*** INPUT MATERIAL ***
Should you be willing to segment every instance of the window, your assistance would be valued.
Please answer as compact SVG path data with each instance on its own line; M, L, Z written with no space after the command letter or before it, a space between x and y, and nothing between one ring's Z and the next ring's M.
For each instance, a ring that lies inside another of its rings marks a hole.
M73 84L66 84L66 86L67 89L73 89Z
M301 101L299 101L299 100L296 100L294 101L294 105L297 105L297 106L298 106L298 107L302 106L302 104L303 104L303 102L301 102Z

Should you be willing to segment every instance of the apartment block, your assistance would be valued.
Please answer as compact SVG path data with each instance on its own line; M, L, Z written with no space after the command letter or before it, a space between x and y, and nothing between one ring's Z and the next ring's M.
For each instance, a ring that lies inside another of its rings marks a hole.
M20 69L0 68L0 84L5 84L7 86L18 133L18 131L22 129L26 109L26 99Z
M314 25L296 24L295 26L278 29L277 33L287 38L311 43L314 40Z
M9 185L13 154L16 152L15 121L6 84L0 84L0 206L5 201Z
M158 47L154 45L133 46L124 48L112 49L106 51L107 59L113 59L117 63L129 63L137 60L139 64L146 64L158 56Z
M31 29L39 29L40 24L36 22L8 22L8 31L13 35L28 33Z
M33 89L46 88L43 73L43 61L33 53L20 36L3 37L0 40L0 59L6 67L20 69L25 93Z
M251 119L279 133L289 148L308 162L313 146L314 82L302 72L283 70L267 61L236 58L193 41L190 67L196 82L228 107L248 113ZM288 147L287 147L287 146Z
***
▶ TASK DESCRIPTION:
Rewrite the data between the lines containing "Should you be willing to segment every instance of the apartment" and "M20 69L0 68L0", inclusive, as a JSON list of strings with one string per line and blank lines omitted.

▶ WRITTEN RESPONSE:
[
  "Should you be willing to segment every instance of the apartment block, your assistance would be valued.",
  "Please answer as compact SVG path data with each instance on its own line; M, L, Z written with no space after the command letter or before it, a space between x and y, and nothing between one ring's Z and the next ring's M.",
  "For each instance, a ring that lies inside another of its rings marks a hole.",
  "M20 69L0 68L0 84L5 84L7 86L18 133L18 131L22 129L26 109L26 99Z"
]